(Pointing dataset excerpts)
======

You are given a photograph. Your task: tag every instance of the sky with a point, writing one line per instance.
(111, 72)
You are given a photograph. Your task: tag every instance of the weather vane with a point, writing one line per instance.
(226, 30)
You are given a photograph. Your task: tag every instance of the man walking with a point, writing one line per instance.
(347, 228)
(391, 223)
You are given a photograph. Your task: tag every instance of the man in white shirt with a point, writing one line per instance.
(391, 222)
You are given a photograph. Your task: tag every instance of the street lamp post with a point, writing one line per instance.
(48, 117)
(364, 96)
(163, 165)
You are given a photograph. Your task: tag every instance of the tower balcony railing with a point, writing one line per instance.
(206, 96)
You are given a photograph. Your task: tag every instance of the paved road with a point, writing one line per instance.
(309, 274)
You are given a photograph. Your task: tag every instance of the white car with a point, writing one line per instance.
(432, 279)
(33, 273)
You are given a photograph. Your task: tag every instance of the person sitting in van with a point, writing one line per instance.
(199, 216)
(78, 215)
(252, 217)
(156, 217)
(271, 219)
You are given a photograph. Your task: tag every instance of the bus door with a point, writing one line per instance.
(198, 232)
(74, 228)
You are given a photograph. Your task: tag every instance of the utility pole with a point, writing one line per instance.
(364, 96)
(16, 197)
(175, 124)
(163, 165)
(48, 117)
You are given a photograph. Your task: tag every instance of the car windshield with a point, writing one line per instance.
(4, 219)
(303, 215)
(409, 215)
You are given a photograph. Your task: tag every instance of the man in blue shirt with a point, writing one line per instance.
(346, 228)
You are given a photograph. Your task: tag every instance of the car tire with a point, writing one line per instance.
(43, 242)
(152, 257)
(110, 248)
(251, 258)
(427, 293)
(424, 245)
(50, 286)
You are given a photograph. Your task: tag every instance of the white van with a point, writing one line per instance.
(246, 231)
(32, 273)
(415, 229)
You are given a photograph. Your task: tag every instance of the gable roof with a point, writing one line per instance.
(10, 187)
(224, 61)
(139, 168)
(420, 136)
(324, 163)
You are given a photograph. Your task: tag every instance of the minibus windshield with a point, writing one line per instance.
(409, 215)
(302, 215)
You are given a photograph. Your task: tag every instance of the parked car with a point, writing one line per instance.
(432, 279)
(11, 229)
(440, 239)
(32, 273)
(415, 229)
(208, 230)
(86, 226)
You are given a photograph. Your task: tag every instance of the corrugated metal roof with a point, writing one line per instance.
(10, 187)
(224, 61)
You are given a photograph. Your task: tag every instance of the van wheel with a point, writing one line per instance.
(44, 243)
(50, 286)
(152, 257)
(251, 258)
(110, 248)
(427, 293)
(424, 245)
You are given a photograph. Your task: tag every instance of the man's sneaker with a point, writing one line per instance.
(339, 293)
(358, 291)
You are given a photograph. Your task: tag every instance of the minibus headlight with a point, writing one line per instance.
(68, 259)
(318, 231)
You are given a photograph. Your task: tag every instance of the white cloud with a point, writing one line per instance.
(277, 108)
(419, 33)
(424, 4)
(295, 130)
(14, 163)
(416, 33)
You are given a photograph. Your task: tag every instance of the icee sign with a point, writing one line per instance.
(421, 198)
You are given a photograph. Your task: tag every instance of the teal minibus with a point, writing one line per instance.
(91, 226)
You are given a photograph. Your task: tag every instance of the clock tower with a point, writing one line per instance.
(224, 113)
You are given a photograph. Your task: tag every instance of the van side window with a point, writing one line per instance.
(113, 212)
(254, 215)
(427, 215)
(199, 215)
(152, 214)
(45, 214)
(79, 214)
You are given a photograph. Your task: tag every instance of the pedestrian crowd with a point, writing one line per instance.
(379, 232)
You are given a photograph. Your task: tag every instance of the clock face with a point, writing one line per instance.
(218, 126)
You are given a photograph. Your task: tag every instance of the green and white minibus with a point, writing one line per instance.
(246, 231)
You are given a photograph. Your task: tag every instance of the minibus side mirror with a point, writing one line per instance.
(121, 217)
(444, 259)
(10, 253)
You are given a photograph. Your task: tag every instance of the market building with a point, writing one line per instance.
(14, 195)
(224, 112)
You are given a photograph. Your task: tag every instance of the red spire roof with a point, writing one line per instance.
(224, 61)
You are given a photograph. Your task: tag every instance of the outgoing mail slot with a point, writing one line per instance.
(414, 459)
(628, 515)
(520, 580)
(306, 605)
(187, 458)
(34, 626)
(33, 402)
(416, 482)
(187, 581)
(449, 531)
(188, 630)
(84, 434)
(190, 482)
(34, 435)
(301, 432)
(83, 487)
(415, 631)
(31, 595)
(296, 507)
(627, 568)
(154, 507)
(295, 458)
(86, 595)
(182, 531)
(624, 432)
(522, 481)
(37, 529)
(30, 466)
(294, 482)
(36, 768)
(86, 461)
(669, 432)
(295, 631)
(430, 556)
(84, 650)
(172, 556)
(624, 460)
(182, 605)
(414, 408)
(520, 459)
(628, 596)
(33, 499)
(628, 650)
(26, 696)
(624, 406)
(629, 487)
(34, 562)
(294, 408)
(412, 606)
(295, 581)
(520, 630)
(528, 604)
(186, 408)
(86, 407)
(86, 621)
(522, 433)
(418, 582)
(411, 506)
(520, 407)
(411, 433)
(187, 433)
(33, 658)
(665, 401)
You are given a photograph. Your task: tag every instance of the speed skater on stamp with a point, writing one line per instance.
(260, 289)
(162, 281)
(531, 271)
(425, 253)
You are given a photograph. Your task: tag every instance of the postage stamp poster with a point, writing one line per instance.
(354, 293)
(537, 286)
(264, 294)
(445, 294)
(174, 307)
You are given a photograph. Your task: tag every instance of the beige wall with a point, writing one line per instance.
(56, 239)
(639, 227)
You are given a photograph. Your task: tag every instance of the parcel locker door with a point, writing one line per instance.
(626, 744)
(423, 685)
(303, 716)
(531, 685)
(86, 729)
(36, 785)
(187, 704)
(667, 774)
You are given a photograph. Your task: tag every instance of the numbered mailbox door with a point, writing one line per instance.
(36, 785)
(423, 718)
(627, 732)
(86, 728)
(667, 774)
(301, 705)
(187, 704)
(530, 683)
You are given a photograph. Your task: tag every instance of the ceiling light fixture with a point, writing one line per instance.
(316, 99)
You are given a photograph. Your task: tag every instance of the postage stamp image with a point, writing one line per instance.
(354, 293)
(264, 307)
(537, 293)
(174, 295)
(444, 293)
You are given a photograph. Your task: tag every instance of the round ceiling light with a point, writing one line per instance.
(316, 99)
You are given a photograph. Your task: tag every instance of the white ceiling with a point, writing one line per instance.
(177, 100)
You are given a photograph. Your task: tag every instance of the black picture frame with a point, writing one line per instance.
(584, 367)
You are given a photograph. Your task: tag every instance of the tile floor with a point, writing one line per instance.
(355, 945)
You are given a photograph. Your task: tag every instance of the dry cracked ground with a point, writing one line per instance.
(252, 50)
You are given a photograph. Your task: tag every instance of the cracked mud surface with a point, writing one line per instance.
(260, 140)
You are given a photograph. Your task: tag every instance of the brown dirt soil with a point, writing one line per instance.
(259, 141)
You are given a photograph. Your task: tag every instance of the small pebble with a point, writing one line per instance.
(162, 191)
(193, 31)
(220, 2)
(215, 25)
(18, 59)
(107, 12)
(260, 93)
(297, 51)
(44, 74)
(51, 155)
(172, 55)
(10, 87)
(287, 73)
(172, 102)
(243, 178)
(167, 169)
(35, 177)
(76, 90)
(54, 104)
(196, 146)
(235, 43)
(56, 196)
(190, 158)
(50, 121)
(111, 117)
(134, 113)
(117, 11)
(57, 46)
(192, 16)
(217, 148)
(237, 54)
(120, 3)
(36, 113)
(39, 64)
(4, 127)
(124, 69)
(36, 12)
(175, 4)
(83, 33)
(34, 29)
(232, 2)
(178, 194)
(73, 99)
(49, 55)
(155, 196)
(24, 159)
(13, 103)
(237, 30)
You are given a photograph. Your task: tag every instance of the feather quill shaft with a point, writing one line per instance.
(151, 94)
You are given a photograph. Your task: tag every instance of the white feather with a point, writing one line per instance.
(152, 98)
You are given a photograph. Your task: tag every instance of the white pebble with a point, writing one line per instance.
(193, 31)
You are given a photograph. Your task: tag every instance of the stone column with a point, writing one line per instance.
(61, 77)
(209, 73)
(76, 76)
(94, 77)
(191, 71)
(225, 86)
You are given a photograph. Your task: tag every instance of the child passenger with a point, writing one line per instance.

======

**EXERCISE DIRECTIONS**
Extract every line from the one with "of the feather" down to the final line above, both included, exactly as written.

**ANSWER FOR THIS EXERCISE**
You are given a photograph. Your task: tag every instance of the feather quill shaft with a point, writing one line per instance.
(151, 94)
You are given a photograph. Your task: tag every instance of the white feather with a point, writing one line per instance.
(152, 98)
You are given a photograph. Your task: tag every instance of the white pebble with a point, writing one line per instance.
(193, 31)
You are given a photograph. Your task: tag every instance of the stone column with a point, writing one line per instance.
(61, 77)
(209, 73)
(76, 76)
(94, 77)
(191, 71)
(225, 86)
You are given a photograph. Your task: tag every instance of the child passenger with a point, writing one line per instance.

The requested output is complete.